- DIRECTION: Reproduce word for word the lines from the very first one through the line containing "Draw the outline of every instance of the cardboard", both ends included.

═══ DATA TO PROCESS ═══

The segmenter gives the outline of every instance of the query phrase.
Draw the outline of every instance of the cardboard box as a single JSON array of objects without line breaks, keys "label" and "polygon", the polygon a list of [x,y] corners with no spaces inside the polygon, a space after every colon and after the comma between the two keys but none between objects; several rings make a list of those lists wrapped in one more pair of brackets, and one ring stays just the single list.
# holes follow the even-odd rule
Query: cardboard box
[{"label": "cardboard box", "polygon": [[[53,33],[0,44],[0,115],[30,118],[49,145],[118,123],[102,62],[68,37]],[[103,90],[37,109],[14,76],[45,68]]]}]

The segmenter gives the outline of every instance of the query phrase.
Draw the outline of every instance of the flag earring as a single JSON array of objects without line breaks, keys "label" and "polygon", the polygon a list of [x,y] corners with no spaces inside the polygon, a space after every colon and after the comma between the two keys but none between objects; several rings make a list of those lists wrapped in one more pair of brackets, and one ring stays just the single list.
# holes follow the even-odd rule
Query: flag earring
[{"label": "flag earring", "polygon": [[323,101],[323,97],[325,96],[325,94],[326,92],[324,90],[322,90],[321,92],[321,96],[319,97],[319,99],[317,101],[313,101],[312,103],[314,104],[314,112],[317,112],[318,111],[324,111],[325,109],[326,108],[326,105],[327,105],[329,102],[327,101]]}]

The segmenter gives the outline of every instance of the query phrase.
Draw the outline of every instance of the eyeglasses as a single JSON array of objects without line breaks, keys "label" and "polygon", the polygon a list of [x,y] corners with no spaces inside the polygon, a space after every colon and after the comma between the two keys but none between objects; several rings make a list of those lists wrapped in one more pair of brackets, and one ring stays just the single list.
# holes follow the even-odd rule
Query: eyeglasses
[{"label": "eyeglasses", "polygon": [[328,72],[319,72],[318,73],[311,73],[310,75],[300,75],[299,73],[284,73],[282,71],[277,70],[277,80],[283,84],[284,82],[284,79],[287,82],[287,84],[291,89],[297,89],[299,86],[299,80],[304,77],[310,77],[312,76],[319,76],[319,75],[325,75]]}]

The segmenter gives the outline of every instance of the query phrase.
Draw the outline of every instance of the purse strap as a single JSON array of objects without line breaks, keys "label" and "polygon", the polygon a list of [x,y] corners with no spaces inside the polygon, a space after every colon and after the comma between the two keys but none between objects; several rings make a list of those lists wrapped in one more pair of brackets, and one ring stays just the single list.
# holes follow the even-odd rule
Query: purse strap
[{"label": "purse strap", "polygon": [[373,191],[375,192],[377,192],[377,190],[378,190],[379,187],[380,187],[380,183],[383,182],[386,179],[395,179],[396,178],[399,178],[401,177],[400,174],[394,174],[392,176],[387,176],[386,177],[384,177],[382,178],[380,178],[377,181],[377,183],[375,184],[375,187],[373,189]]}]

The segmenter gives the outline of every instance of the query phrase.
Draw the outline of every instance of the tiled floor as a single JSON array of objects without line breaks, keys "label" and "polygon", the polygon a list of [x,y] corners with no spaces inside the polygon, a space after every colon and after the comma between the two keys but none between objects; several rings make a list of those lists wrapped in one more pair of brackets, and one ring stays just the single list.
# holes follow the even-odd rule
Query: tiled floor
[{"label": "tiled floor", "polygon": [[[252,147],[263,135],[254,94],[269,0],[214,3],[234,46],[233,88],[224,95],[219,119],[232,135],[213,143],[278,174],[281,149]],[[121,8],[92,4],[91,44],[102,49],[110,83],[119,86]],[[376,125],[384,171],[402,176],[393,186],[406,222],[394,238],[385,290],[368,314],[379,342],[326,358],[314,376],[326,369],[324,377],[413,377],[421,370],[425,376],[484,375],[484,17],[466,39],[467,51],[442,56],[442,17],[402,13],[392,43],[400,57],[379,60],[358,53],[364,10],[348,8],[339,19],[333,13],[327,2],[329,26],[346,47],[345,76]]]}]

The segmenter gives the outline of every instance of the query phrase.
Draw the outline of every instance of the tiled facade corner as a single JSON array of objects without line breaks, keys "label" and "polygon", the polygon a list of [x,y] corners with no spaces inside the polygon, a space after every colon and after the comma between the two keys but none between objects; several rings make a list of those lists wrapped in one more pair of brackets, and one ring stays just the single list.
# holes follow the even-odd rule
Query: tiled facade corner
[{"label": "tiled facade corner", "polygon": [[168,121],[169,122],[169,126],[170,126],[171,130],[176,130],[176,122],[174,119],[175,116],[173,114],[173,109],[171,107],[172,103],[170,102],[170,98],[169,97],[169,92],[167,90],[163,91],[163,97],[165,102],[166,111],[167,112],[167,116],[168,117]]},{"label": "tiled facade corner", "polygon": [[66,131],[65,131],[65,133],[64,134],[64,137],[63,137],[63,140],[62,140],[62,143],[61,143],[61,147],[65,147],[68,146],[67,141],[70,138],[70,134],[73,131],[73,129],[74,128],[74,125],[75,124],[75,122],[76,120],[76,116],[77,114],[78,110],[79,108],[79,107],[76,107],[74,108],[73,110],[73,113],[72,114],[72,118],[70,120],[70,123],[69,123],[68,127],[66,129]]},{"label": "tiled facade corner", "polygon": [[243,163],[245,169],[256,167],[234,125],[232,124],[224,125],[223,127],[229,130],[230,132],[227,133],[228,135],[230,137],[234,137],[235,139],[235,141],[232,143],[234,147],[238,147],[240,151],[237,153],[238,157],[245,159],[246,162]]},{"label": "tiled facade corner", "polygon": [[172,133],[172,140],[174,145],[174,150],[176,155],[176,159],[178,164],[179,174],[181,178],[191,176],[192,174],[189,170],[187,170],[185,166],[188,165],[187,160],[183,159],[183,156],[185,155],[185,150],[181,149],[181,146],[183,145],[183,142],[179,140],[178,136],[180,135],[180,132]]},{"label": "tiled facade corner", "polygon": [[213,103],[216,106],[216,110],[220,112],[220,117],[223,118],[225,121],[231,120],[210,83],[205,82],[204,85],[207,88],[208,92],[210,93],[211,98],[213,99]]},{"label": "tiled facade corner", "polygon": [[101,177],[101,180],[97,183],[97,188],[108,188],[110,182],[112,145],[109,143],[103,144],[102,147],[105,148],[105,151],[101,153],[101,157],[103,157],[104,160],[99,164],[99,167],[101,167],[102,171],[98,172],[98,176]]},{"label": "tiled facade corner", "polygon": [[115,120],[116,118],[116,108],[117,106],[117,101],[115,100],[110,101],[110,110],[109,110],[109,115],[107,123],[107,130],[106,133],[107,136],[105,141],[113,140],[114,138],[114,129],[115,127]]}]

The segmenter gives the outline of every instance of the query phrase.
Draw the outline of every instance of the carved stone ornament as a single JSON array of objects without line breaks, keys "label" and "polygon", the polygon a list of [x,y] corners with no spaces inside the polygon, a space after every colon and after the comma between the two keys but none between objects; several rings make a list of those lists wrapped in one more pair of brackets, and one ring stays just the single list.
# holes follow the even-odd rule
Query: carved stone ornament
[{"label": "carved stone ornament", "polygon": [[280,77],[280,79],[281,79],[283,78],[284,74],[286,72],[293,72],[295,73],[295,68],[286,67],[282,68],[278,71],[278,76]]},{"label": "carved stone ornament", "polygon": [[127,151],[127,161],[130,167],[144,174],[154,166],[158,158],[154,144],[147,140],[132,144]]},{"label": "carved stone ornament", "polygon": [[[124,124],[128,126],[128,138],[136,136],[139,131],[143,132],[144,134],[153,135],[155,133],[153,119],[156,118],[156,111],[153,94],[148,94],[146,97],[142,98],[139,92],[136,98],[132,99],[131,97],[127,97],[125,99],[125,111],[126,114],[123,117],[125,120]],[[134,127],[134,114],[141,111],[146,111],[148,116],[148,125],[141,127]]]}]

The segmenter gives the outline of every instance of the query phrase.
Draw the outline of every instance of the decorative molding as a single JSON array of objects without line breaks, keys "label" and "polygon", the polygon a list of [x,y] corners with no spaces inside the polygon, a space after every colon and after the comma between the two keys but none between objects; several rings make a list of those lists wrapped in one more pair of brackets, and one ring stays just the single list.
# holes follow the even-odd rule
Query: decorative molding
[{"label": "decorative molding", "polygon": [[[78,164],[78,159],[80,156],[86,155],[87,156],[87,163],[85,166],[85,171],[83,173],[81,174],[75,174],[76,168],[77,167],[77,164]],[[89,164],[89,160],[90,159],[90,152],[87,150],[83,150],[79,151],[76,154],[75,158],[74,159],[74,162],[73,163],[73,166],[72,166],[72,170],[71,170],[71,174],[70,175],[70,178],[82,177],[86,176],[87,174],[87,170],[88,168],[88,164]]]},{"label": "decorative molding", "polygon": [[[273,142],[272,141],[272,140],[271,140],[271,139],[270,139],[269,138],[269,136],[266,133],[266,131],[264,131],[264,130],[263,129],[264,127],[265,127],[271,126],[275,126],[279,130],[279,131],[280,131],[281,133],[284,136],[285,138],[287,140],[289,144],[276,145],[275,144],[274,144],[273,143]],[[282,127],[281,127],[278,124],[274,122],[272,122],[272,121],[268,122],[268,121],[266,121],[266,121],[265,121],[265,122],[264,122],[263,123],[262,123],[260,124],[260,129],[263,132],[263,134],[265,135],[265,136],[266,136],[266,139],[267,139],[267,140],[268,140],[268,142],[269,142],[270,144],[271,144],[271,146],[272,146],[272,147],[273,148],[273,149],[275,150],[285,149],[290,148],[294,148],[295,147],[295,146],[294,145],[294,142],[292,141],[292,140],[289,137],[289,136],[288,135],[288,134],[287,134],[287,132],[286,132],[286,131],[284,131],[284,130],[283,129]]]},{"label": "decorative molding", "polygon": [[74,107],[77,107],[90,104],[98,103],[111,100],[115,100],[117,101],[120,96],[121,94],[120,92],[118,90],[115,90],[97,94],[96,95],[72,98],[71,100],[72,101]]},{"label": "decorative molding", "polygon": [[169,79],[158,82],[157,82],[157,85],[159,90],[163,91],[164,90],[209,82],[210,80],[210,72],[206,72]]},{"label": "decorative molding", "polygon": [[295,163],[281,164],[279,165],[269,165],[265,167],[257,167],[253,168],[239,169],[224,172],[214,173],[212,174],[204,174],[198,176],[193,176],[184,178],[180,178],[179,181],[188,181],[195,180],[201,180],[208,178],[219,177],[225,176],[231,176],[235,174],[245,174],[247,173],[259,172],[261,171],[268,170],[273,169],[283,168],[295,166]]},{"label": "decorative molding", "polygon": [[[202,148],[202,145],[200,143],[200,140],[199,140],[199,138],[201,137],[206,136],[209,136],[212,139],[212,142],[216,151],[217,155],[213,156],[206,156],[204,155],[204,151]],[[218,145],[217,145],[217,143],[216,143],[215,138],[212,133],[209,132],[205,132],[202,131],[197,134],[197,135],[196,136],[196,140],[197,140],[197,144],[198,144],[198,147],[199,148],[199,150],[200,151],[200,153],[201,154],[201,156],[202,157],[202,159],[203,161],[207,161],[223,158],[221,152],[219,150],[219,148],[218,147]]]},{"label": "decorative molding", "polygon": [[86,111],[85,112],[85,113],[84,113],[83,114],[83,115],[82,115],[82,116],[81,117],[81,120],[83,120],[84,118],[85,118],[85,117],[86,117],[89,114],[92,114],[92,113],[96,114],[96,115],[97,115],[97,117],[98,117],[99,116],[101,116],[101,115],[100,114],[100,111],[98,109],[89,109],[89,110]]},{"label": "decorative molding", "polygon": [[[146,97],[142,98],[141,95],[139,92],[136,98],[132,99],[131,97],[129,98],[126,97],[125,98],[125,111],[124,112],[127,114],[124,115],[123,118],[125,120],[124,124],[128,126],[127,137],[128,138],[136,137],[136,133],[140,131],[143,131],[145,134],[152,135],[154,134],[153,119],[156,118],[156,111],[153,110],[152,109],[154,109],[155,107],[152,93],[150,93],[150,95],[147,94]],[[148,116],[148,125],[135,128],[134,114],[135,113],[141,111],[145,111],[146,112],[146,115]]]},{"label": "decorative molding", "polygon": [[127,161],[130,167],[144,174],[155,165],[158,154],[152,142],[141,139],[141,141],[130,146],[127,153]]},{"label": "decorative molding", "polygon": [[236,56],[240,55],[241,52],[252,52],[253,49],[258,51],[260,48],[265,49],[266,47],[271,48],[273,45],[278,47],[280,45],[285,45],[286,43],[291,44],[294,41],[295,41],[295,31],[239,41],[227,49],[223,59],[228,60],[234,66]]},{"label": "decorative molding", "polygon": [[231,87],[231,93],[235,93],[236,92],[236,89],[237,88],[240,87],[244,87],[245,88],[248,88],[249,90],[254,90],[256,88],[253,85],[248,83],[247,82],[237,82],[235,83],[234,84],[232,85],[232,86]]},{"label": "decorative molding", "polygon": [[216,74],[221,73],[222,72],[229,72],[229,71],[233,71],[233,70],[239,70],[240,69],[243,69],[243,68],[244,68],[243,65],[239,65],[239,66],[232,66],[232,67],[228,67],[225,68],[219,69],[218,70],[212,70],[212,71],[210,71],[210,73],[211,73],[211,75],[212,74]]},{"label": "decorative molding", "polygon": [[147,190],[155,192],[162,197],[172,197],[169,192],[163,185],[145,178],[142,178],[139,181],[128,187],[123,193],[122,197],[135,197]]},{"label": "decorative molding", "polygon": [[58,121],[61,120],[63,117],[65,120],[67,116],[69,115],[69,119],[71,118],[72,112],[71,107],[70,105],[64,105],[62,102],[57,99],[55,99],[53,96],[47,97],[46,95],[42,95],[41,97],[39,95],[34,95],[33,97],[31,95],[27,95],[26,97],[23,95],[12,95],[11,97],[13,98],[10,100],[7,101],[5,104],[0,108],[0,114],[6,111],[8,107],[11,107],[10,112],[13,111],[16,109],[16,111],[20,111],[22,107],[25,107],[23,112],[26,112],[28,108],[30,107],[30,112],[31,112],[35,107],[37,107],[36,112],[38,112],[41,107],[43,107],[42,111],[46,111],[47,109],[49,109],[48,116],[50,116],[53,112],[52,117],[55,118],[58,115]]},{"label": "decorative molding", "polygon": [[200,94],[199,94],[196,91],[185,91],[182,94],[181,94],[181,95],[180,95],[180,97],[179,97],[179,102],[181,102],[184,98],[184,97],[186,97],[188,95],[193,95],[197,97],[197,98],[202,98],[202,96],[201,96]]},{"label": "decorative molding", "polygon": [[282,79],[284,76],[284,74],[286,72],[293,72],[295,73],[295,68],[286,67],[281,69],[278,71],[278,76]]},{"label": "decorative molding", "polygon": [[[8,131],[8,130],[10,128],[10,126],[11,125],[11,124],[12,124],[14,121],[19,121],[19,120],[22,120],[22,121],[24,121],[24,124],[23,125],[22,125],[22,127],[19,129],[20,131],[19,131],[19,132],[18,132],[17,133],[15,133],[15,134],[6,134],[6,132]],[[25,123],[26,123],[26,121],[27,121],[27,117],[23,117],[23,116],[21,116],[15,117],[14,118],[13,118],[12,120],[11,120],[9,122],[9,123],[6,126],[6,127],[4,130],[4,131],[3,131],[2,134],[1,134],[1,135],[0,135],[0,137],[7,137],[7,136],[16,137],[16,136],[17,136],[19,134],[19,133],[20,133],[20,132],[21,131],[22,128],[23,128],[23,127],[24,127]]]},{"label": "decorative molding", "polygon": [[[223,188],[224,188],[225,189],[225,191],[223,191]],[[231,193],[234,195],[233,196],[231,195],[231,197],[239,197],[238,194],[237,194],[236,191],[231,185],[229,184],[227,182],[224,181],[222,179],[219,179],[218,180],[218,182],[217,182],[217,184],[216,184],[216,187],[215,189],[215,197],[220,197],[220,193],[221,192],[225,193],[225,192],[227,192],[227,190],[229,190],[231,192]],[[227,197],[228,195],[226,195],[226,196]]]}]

═══

- SOLUTION FOR THIS TASK:
The segmenter gives the outline of every instance of the query phrase.
Draw the outline of every instance of the cardboard box as a single JSON array of objects without line breaks, keys "label" and "polygon", the polygon a list of [x,y] corners with no spaces inside the polygon, a space after every colon and after the comma between the two keys but none between objects; several rings make a list of those lists wrapped in one more pair of brackets, and one ring stays just the single list.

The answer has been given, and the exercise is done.